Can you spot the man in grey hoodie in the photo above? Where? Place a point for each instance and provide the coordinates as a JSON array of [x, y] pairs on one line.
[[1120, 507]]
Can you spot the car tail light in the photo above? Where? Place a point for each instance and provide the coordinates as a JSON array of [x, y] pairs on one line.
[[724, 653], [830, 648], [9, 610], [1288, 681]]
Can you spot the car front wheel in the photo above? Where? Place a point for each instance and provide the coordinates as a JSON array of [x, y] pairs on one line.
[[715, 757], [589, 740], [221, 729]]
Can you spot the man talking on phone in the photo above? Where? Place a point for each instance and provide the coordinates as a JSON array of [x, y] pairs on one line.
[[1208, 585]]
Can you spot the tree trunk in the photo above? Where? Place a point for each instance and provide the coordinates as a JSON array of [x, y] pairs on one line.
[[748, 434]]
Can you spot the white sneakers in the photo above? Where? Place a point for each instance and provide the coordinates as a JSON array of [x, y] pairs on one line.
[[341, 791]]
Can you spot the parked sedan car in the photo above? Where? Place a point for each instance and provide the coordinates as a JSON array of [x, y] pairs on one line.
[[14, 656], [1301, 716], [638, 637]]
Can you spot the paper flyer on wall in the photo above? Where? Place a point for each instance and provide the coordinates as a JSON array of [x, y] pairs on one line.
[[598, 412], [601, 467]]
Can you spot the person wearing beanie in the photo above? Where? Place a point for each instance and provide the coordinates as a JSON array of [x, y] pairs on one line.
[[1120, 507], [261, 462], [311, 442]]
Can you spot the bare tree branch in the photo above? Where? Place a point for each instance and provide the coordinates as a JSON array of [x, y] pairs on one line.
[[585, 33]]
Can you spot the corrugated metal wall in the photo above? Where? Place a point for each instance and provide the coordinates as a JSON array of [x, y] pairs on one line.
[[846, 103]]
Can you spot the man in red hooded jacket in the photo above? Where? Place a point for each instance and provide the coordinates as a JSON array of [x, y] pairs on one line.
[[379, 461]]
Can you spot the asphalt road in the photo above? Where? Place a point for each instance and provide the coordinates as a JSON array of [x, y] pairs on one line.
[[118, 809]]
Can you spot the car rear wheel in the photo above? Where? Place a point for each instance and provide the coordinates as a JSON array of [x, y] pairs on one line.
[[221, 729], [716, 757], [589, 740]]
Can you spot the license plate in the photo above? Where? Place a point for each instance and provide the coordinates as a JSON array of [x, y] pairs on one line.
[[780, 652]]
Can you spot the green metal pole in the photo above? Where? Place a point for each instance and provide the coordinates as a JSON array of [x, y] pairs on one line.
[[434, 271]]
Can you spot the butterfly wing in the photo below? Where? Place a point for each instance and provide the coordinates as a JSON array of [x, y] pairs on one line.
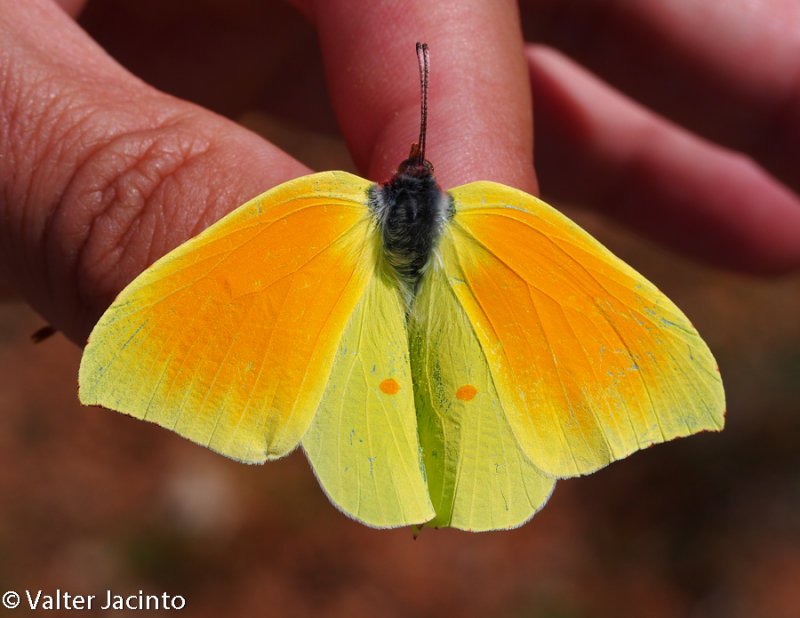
[[229, 339], [591, 362], [363, 442], [477, 476]]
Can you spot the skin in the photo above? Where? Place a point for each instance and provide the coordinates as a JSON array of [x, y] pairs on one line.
[[101, 174]]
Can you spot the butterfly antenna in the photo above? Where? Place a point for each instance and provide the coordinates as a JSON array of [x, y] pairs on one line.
[[424, 70]]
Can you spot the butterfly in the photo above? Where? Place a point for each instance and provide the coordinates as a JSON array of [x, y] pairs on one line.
[[442, 357]]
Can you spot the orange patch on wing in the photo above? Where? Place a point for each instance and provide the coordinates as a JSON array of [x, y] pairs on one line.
[[390, 386], [466, 392]]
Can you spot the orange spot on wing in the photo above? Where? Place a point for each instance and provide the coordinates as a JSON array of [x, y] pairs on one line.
[[466, 392], [390, 386]]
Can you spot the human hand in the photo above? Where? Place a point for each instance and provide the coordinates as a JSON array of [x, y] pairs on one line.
[[102, 174], [724, 73]]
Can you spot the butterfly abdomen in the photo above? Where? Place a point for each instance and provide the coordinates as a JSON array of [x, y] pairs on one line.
[[411, 211]]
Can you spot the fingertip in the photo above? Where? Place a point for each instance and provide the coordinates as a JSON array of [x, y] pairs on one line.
[[479, 112]]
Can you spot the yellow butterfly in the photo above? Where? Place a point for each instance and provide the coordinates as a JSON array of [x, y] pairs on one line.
[[442, 357]]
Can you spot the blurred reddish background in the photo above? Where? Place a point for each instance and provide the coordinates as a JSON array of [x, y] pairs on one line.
[[93, 500]]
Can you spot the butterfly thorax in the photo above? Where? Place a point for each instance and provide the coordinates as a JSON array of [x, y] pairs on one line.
[[411, 211]]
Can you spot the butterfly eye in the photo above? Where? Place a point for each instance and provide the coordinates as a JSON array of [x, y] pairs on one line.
[[389, 386], [466, 392]]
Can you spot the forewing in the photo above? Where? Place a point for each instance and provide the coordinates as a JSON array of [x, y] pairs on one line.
[[229, 339], [591, 361]]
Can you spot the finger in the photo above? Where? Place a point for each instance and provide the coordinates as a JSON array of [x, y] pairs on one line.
[[479, 114], [595, 146], [101, 174], [729, 71]]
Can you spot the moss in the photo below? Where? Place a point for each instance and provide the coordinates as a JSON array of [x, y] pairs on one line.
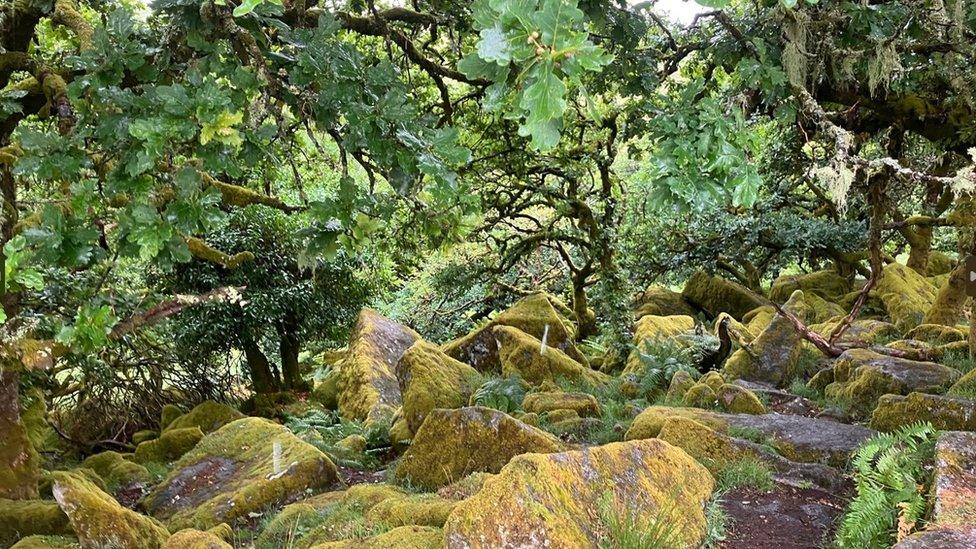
========
What is being asked =
Please write the entries out again, beginning at the line that has "Can you spot the car rear" and stopping after the line that has "[[101, 174]]", with the requests kept and every coordinate in the answers offset by -68. Leave the pictures out.

Answer =
Can you spot the car rear wheel in the photo above? Where? Place a point for each instance and provide the coordinates as a JSON array of [x, y] pairs on one line.
[[153, 661], [648, 689], [521, 672]]
Can you spot the license plate in the photo above? Where? Place a point for each instance and provide the coordinates as a JSON array of [x, y] pairs on one line.
[[712, 584]]
Can you spot the green metal pole in the photo above? Where? Place a point for each instance and provide the coordinates as a JSON array of [x, y] pairs on one line.
[[366, 203]]
Can you spot the butterfly wing in the photo below? Where? Place a point for each instance and provide the coordinates as a JSON array of [x, y] pairs on one line.
[[161, 271], [523, 294], [295, 374], [409, 408]]
Can you spot the skin in the photo above? Where? Place a point for each instance and provide the coordinates as a JSON array of [x, y] pairs on one line.
[[33, 106]]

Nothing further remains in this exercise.